▸ **WHAT IS NEEDED**: How would you say this sentence from the BSIMM article in Spanish: "BSIMM defines three maturity phases of an AppSec program."?

▸ **DOCUMENT TEXT**:
>> START

Authored by: Ian Hall, Asia-Pacific Client Services Manager, at Synopsys Software Integrity Group
Synopsys recently published its annual Building Security In Maturity Model (BSIMM) report, created to help organisations plan, execute, measure, and improve their software security initiatives. In its 11th iteration, BSIMM is a helpful guide for CISOs and security executives to compare data against their industry peers and pinpoint areas of specific need in their own application security (AppSec) program. This enables businesses to develop, improve, and mature their programs using BSIMM as a benchmark.
The following 4 steps provide a good foundation or starting point:
1. Identify Maturity Phase
BSIMM defines three maturity phases of an AppSec program. Identifying whether an organisation is emerging, maturing, or optimising is a necessary foundation from which to build. Executives should review the common markers to determine where they currently stand.
Emerging: An organisation starting from scratch, or formalising current adhoc security activities. For this phase, the initial strategy may be already defined, foundational activities have been implemented, and a rough roadmap might be already developed. However, there are restraints like budget, lack of resources and talent, and it is projected that 12 - 24 months are needed for evolution.
Maturing: An organisation with an existing or emerging AppSec program that is working on scaling, streamlining, and meeting executive expectations. Key activities may include working to apply existing activities to a greater percentage of technology stacks, departments, or the software portfolio. Security leadership might add fewer activities, while increasing depth, breadth, and cost-effectiveness of current activities.

>> END

▸ **GIVEN INFORMATION**:
>> START

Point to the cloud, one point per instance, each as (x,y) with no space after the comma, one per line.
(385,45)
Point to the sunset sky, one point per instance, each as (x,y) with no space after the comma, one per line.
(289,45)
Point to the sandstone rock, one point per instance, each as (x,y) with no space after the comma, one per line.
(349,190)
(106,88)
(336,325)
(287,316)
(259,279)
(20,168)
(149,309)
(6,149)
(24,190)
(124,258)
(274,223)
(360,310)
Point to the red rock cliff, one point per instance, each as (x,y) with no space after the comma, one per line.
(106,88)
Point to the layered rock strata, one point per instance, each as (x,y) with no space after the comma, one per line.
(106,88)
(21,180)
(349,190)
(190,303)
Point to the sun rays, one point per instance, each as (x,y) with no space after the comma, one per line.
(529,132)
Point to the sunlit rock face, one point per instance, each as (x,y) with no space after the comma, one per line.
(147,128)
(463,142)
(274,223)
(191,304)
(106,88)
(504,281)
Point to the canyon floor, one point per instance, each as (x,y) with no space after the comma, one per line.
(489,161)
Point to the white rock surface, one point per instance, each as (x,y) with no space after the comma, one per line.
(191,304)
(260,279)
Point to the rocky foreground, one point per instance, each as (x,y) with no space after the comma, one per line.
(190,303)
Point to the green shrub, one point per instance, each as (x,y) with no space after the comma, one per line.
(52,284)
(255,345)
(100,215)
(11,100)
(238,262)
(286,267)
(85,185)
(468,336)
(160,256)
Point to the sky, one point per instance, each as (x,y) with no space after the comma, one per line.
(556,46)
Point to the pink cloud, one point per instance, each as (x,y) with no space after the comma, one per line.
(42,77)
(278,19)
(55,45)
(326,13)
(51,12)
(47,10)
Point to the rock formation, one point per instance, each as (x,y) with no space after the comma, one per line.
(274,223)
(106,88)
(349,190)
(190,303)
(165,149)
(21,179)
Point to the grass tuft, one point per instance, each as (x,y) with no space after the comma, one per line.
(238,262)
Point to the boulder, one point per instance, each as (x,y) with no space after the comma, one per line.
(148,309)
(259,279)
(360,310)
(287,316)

>> END

▸ **THE OUTPUT**: BSIMM define tres fases de madurez de un programa de AppSec.